## What you will do
**a.** Reproduce, word for word, the passage of the report on fuel supplies at petrol stations that opens with the words containing "The PRA, which" and closes with "chairman Brian Madderson.".
**b.** Write the next part of the news report on fuel shortages at petrol stations, continuing on from its final sentence.

## Excerpt to read
There has been no improvement in fuel supplies at independent petrol stations since Wednesday, according to the Petrol Retailers Association.
The PRA, which represents independent fuel retailers, said that more than a quarter (27%) of its members’ were still out of fuel on Thursday.
That was better than the 37% which were out of fuel on Tuesday, but demand remained higher than usual, it said. However, the AA said it saw signs that the pressure was starting to ease.
The PRA represents nearly 5,500 of the UK’s 8,300 petrol stations. But Thursday’s figures were based on responses from 1,500 stations, according to the BBC.
“Trying to calm this down appears to be a monumental task at the moment,” said PRA chairman Brian Madderson.
“The surge in demand appears to be continuing,” he said. “There’s been no easing off of the pressure from drivers wanting to refuel whenever they can, wherever they can.”
Although some queues remain in London, the South East and some other areas, AA president Edmund King said daily improvements were now visible.

[Saved entries]
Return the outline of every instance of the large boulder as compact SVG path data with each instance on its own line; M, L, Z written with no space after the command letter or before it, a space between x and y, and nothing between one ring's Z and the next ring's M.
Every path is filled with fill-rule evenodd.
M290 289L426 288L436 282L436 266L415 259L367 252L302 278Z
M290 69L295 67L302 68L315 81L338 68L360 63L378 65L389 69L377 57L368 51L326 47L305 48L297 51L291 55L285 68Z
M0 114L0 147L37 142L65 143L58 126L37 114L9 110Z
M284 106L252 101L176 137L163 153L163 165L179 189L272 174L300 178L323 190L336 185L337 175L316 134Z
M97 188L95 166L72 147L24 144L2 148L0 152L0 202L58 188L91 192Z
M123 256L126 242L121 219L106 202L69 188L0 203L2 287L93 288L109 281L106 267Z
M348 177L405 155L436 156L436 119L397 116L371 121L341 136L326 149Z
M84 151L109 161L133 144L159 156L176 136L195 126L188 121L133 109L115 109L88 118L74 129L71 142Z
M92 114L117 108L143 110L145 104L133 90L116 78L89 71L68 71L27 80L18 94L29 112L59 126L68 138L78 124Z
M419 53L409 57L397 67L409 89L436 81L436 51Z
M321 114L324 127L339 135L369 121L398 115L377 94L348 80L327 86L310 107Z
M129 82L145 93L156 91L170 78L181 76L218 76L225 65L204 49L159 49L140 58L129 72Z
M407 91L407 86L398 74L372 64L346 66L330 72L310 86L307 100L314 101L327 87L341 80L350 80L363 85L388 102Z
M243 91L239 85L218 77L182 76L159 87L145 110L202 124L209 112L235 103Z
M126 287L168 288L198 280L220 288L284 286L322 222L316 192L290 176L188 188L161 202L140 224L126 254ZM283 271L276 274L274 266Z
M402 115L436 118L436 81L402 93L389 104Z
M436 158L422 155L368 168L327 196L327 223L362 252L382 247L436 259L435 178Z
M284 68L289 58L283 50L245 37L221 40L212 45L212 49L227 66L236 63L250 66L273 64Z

---

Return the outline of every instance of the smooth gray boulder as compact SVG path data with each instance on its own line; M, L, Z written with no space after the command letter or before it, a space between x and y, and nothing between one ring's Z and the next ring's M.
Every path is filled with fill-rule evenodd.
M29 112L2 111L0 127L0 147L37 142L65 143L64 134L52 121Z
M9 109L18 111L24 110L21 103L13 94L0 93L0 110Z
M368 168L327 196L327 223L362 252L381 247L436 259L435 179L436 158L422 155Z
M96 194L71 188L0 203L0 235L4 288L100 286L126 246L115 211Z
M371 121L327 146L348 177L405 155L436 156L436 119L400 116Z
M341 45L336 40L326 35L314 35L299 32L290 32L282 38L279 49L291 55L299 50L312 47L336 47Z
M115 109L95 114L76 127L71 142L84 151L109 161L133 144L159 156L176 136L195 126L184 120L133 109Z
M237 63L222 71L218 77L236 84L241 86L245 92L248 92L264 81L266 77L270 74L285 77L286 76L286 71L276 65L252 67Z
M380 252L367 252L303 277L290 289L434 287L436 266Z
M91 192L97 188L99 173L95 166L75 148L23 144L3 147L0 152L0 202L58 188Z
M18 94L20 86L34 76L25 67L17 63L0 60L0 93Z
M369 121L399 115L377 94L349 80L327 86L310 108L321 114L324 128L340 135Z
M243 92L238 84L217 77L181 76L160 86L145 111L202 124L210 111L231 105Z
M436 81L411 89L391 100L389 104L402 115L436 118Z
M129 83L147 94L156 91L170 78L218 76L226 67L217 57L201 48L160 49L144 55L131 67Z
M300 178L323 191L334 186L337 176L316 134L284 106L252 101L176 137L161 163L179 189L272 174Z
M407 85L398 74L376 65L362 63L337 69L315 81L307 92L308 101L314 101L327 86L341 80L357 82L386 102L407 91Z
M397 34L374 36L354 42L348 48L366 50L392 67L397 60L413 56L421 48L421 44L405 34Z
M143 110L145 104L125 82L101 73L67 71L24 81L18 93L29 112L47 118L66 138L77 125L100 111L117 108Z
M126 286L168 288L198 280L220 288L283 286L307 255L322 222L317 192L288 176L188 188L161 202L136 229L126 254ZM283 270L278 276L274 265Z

* * *

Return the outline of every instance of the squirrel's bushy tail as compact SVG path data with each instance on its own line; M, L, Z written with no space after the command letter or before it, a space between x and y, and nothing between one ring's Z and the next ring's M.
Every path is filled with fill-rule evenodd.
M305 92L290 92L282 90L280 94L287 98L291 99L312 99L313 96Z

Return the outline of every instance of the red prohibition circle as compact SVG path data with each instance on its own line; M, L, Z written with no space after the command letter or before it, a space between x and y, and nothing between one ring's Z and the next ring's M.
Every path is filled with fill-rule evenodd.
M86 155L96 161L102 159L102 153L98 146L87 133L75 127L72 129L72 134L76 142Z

## Answers to the problems
**a.**
The PRA, which represents independent fuel retailers, said that more than a quarter (27%) of its members’ were still out of fuel on Thursday.
That was better than the 37% which were out of fuel on Tuesday, but demand remained higher than usual, it said. However, the AA said it saw signs that the pressure was starting to ease.
The PRA represents nearly 5,500 of the UK’s 8,300 petrol stations. But Thursday’s figures were based on responses from 1,500 stations, according to the BBC.
“Trying to calm this down appears to be a monumental task at the moment,” said PRA chairman Brian Madderson.

**b.**
The PRA told the BBC that it had also received “anecdotal” evidence that the problems were more acute in London and the South East. It said that Scotland, Northern Ireland and Wales appeared to be “mostly ok”.
The PRA’s Mr Madderson said he had written to the government this morning to warn them of prices rising, according to BBC. He stated that a gas price rise will likely be due to a rise in the price of Brent Crude oil, as well as a fall in the value of the pound against the dollar.
“Those two [factors] have already started to impinge on wholesale prices, which have gone up – in the last three nights – by nearly 3p a litre,” he explained.
The governments’ plans to use the army in fuel delivery may help ease the crisis. However, it just may be less important than incentivising a change in public behaviour, Madderson points out.
Industry leaders have condemned physical and verbal abuse suffered by service station employees during the crisis.
Gordon Balmer, the executive director of the PRA, said the abuse was “completely unacceptable”. He asserted that the service providers could not be blamed at all for the current dilemma.
Meanwhile, petrol station group EG said its workers would get a 5% pay raise. The service providers have achieved “heroic” work since the start of the Covid pandemic, quotes the BBC.
The wage increase is said to take the minimum rate for over-18s to £9.50 per hour at EG Group, which was founded by the Asda-owning Issa brothers.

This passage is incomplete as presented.